Исходный текст:
▼▼▼
Итальянское происхождение Моди и страстное стремление к красоте – в его портретах и живописных полотнах, в скульптурах и горящих темных глазах. Шаткое его здоровье – в легендах и жестоком реализме Монпарнаса, в живописном беспутстве тогдашней богемы.
Молодые таланты курили гашиш, крепко пили, любовниц меняли с той же скоростью и в тех же количествах, с какими современный кинематограф разбрасывает трупы в блокбастерах. Работали же они с еще большей страстью, чем курили гашиш, и страсть эта не была и не могла быть чем-то заранее заданным и плоским, как холст, натянутый на подрамник и загрунтованный ради нового и выдающегося живописного полотна.
Как истинный представитель богемы, Моди всегда жил в бедных, небольших комнатках и там же работал. Беатрис Гастингс, эксцентричная английская журналистка, ставшая его любовницей, позировала ему. Позировали ему и его друзья: врачи, поэты, художники.
▲▲▲
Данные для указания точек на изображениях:
▼▼▼
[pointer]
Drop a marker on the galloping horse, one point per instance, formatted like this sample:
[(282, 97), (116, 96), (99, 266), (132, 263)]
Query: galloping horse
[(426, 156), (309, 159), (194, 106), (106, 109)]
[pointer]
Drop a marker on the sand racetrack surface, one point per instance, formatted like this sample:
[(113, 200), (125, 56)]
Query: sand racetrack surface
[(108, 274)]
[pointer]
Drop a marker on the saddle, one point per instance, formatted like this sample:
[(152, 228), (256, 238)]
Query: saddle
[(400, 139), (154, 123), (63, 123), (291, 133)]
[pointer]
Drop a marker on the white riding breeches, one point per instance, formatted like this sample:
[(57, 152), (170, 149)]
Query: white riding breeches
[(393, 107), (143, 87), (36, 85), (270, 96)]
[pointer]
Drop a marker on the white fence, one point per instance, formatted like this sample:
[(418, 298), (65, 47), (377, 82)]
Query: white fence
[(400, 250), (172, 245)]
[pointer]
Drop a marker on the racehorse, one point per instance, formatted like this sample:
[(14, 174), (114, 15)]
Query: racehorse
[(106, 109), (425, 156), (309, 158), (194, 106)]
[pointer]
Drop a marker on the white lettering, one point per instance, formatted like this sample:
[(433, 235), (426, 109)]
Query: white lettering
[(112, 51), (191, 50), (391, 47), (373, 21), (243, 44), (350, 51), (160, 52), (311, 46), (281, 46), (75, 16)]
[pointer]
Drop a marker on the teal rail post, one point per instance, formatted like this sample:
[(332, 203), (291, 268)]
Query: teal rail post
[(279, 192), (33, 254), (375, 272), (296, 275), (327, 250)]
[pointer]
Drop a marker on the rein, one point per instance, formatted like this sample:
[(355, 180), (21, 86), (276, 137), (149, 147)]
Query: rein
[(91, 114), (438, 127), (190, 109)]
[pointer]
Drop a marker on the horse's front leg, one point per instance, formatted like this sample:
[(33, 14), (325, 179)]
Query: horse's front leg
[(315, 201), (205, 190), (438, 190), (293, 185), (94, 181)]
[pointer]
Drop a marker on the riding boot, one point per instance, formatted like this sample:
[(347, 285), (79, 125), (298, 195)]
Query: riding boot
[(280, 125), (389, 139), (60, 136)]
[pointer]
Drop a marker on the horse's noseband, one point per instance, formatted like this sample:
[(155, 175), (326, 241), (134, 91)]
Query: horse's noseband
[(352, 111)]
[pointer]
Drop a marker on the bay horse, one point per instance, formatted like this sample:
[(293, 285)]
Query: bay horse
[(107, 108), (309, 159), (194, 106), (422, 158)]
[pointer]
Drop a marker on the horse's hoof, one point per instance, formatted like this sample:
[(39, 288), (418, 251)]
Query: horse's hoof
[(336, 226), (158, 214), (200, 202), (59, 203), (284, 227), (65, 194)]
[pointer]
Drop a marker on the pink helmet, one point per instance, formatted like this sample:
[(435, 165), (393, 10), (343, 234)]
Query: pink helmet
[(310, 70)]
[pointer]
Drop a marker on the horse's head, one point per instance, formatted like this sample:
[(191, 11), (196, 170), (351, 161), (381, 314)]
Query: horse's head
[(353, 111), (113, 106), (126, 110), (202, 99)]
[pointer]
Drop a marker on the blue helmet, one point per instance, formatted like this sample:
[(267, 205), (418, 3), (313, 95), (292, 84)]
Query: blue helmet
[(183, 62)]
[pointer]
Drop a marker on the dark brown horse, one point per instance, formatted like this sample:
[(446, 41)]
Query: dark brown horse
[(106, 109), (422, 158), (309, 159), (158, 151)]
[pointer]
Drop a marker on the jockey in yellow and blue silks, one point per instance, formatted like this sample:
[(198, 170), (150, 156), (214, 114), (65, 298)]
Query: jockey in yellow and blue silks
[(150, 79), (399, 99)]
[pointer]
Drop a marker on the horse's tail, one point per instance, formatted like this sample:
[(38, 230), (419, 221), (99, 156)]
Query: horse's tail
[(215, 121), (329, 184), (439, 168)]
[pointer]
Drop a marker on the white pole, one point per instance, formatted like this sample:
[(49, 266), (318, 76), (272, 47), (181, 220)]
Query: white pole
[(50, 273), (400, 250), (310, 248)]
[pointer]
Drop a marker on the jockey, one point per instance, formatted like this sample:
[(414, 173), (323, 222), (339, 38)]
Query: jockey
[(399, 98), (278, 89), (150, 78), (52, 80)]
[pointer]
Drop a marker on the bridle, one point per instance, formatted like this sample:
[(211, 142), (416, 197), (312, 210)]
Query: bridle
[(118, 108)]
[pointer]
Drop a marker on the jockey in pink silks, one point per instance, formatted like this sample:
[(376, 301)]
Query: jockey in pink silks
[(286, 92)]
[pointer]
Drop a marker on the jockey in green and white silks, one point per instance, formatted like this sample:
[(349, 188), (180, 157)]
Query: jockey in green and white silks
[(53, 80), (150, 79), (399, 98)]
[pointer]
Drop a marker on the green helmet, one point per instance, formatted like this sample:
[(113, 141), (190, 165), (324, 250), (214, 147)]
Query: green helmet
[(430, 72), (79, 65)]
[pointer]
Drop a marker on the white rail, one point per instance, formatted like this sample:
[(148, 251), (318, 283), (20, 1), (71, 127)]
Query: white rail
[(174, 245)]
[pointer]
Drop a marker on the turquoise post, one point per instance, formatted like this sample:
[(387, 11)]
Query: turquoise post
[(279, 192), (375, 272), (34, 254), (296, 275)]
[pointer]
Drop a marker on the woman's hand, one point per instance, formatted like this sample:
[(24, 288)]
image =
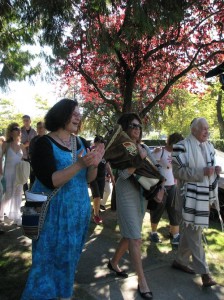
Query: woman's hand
[(92, 158), (98, 152), (142, 151)]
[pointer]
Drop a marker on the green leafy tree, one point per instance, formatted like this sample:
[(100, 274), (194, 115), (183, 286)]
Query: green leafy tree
[(185, 108)]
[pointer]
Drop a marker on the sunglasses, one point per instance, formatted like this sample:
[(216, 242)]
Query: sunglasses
[(135, 126), (16, 129)]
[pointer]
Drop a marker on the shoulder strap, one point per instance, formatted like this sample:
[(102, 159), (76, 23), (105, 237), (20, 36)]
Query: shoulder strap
[(162, 152), (6, 150), (54, 192)]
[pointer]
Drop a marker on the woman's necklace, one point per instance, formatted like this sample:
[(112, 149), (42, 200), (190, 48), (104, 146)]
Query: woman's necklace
[(67, 144)]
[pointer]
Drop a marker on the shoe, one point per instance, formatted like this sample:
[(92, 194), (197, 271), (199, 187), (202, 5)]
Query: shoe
[(146, 295), (183, 268), (207, 280), (102, 207), (154, 237), (176, 240), (97, 220), (119, 274)]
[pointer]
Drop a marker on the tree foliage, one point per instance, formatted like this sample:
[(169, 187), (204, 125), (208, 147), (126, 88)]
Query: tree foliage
[(186, 107), (16, 61), (130, 54)]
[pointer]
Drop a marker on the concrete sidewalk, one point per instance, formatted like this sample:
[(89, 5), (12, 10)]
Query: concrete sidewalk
[(95, 281)]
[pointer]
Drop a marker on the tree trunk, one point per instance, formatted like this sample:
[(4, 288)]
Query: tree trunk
[(128, 92), (219, 114)]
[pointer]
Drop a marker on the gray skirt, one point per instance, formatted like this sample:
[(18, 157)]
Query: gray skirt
[(131, 207)]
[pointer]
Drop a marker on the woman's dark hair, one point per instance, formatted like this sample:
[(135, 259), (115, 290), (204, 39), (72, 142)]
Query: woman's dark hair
[(174, 138), (60, 114), (126, 119), (9, 131)]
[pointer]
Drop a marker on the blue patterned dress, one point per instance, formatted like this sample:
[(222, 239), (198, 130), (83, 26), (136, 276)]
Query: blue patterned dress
[(56, 253)]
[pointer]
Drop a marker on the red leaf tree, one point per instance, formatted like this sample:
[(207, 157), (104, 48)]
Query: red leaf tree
[(130, 55)]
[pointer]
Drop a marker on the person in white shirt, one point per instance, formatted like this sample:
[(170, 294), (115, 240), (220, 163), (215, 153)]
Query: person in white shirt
[(164, 158)]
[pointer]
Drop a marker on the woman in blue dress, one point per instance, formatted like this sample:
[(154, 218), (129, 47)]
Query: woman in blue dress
[(56, 253)]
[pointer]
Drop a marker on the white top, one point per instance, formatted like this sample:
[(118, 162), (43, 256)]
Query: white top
[(164, 158)]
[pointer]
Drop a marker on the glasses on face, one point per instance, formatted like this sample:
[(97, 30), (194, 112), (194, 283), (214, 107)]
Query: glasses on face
[(16, 129), (135, 126)]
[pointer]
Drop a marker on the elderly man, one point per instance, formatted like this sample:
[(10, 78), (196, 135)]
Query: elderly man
[(194, 166)]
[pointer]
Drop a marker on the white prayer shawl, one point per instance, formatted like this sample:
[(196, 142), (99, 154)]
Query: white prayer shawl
[(197, 196)]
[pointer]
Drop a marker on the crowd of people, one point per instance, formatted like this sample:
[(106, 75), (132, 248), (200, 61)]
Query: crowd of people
[(61, 159)]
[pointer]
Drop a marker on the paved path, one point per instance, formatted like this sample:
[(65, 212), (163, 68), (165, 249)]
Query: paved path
[(93, 280)]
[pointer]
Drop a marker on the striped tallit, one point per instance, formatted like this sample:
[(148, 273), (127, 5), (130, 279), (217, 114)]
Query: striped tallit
[(197, 195)]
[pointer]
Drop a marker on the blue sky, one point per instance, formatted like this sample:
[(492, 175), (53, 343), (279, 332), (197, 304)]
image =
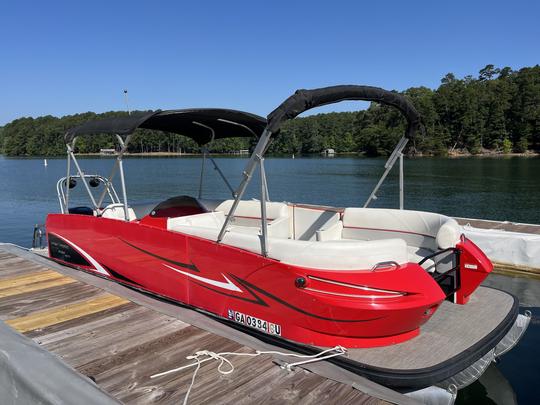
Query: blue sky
[(67, 57)]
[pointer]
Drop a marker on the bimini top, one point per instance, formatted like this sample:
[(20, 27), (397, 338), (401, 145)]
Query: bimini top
[(303, 100), (200, 124)]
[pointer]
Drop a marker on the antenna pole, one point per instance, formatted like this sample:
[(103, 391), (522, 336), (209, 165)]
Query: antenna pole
[(126, 101)]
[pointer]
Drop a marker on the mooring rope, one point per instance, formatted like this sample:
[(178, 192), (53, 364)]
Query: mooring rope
[(203, 356)]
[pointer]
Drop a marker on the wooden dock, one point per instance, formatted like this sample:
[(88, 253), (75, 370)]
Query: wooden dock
[(119, 344)]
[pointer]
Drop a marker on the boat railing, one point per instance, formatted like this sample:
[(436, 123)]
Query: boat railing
[(39, 236), (94, 180)]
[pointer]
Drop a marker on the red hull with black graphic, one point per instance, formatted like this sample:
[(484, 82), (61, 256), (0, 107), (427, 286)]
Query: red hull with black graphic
[(323, 308)]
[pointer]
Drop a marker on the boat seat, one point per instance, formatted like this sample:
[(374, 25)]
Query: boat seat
[(328, 255), (248, 214), (423, 229), (116, 211)]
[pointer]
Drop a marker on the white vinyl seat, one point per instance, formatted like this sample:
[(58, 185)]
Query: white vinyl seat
[(248, 215), (116, 211)]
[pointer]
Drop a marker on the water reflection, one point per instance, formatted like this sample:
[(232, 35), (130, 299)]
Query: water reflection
[(514, 379)]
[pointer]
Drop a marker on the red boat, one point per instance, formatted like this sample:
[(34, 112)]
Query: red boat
[(355, 277)]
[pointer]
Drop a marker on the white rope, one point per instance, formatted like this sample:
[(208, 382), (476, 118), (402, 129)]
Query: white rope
[(203, 356)]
▲▲▲
Что требуется:
Определите, согласуются ли с исходным текстом утверждения ниже, и для каждого ответьте «да» или «нет», приведя точную цитату из исходного текста, которая это решает.
1. Моди жил и работал в бедных, небольших комнатках.
2. Беатрис Гастингс была французской художницей.
3. Молодые таланты работали с меньшей страстью, чем курили гашиш.

Ответ к заданию:
1. Да: «Моди всегда жил в бедных, небольших комнатках и там же работал».
2. Нет: «Беатрис Гастингс, эксцентричная английская журналистка».
3. Нет: «Работали же они с еще большей страстью, чем курили гашиш».